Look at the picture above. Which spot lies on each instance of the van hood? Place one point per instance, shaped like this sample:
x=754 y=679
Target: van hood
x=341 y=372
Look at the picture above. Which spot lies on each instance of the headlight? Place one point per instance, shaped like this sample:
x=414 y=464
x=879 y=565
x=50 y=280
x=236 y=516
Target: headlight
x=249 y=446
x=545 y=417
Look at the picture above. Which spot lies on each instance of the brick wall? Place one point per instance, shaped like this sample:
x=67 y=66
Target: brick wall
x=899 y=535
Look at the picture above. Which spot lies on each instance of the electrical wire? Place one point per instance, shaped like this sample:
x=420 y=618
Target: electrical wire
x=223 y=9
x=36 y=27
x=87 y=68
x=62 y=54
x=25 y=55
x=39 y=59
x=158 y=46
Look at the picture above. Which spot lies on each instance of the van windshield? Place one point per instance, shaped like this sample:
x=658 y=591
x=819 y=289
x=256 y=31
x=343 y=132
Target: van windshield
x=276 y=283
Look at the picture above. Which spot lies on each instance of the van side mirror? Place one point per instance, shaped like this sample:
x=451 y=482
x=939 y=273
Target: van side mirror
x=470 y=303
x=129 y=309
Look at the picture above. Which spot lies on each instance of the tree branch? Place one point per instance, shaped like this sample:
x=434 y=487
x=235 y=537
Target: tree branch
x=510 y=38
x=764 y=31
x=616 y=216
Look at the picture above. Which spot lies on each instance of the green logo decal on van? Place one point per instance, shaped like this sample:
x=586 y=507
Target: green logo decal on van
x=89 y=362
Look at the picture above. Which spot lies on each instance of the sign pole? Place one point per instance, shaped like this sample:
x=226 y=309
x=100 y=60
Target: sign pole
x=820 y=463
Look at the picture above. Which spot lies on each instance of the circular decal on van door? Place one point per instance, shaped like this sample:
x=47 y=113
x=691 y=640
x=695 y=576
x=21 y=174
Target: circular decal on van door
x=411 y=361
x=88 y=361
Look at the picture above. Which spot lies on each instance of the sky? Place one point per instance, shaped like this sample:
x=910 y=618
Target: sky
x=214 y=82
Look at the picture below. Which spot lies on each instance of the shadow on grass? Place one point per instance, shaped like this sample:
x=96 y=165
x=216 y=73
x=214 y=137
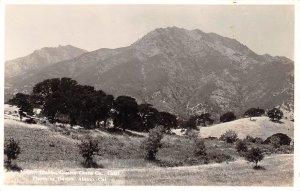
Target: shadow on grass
x=275 y=121
x=259 y=168
x=117 y=131
x=14 y=168
x=91 y=165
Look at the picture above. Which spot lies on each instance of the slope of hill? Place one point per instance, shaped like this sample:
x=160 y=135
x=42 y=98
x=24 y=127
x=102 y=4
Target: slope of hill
x=181 y=71
x=260 y=127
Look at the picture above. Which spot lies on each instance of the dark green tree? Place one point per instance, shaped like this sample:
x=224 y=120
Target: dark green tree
x=126 y=114
x=23 y=102
x=11 y=150
x=167 y=120
x=149 y=116
x=275 y=114
x=254 y=155
x=153 y=143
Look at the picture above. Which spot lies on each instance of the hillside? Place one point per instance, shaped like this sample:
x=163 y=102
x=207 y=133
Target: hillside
x=181 y=71
x=260 y=127
x=51 y=151
x=21 y=68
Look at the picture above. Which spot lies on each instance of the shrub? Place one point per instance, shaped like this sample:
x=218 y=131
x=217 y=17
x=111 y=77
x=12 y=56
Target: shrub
x=153 y=142
x=200 y=148
x=284 y=139
x=229 y=136
x=254 y=155
x=30 y=121
x=275 y=114
x=226 y=117
x=88 y=149
x=241 y=146
x=191 y=134
x=12 y=151
x=218 y=157
x=251 y=139
x=275 y=142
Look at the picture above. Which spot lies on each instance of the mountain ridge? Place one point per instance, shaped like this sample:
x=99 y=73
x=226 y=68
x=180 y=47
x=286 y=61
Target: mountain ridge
x=181 y=71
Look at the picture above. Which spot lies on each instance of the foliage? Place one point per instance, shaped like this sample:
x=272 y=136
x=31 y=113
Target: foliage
x=200 y=148
x=241 y=146
x=253 y=139
x=88 y=149
x=167 y=120
x=149 y=116
x=254 y=155
x=254 y=112
x=23 y=102
x=229 y=136
x=275 y=141
x=283 y=139
x=126 y=112
x=153 y=142
x=226 y=117
x=275 y=114
x=11 y=150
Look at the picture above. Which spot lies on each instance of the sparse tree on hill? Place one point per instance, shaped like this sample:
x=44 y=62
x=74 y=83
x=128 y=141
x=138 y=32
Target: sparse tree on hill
x=226 y=117
x=149 y=116
x=254 y=155
x=22 y=101
x=275 y=114
x=229 y=136
x=152 y=144
x=88 y=149
x=126 y=112
x=12 y=151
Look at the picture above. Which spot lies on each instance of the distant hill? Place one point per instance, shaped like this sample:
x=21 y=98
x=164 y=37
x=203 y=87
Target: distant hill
x=181 y=71
x=260 y=127
x=25 y=67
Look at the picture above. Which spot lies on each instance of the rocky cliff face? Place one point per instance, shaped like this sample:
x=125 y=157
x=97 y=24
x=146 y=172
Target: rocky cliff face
x=181 y=71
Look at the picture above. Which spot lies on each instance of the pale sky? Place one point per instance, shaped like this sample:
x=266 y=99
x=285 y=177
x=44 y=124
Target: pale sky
x=263 y=28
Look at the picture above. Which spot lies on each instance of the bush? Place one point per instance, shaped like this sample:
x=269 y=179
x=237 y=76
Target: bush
x=254 y=155
x=275 y=114
x=12 y=151
x=153 y=142
x=251 y=139
x=30 y=121
x=229 y=136
x=88 y=149
x=218 y=157
x=254 y=112
x=241 y=146
x=229 y=116
x=200 y=148
x=275 y=142
x=284 y=139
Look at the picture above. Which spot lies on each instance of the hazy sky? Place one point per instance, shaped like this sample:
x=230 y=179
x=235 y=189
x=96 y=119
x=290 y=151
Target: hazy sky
x=263 y=28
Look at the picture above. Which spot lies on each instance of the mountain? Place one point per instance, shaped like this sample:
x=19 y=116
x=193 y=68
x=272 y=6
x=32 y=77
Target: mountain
x=181 y=71
x=25 y=67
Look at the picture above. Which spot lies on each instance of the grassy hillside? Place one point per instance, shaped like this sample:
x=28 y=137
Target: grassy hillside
x=259 y=127
x=279 y=172
x=48 y=150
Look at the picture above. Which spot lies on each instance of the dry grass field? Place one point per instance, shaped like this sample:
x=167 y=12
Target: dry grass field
x=50 y=156
x=278 y=172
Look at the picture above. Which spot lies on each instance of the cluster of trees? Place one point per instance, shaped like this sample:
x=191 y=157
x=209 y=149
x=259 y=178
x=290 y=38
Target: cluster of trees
x=64 y=100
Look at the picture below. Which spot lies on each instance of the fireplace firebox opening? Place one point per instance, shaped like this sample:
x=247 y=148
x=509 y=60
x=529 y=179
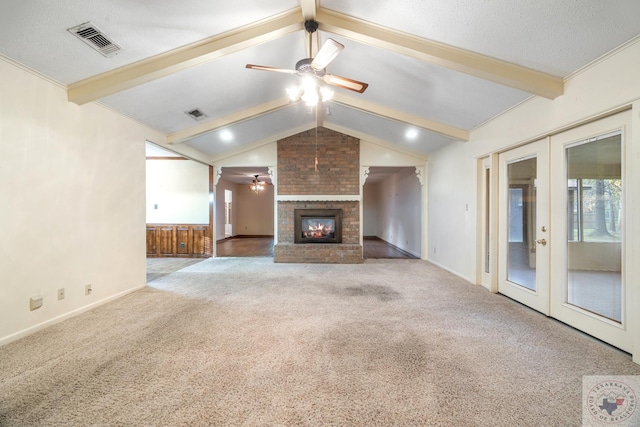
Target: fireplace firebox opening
x=318 y=225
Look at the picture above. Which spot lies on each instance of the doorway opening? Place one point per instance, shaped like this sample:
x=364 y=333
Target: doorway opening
x=245 y=216
x=392 y=213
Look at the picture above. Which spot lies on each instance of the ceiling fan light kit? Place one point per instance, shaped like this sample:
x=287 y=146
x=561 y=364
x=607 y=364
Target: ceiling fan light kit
x=256 y=185
x=313 y=72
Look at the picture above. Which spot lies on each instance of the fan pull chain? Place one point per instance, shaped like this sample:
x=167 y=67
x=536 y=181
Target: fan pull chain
x=316 y=165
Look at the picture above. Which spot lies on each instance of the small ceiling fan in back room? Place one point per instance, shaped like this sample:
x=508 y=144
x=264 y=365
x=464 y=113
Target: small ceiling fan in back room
x=313 y=70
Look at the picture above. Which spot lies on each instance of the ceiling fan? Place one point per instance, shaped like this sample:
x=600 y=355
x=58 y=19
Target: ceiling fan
x=316 y=67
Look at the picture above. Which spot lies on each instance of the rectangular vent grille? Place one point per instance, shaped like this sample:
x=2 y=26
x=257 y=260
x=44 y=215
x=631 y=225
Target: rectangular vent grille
x=196 y=114
x=95 y=38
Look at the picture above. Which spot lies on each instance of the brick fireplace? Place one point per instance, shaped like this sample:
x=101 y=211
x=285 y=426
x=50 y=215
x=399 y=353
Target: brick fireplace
x=333 y=188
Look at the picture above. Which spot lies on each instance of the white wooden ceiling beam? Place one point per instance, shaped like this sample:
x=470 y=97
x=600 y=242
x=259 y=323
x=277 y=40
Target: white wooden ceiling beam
x=485 y=67
x=399 y=116
x=309 y=8
x=231 y=119
x=144 y=71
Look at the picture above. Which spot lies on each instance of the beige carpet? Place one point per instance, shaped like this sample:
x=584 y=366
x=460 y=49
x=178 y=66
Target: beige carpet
x=232 y=341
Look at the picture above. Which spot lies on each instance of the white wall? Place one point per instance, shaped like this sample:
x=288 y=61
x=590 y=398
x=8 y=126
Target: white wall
x=370 y=207
x=72 y=189
x=254 y=211
x=398 y=211
x=180 y=191
x=610 y=84
x=452 y=187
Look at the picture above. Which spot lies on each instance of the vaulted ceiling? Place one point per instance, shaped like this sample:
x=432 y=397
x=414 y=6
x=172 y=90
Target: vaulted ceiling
x=440 y=68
################
Reproduce the stretch of the listing above from the line containing "the van windshield?" through the line containing "x=616 y=216", both included, exactly as those lines appear.

#### EXERCISE OUTPUT
Look at the picture above. Which spot lies on each instance of the van windshield? Place one point per instance, shaped like this sample:
x=658 y=591
x=819 y=289
x=256 y=31
x=343 y=132
Target: van windshield
x=276 y=283
Look at the picture above. Which spot lies on each instance of the van side mirror? Place one point per instance, shaped like this sample:
x=451 y=482
x=939 y=273
Target: van side mirror
x=470 y=303
x=129 y=309
Look at the picture above. Which spot lies on each instance of the tree branch? Place one point per instance, shaped like this sample:
x=434 y=487
x=235 y=537
Target: tree branch
x=510 y=38
x=764 y=31
x=616 y=216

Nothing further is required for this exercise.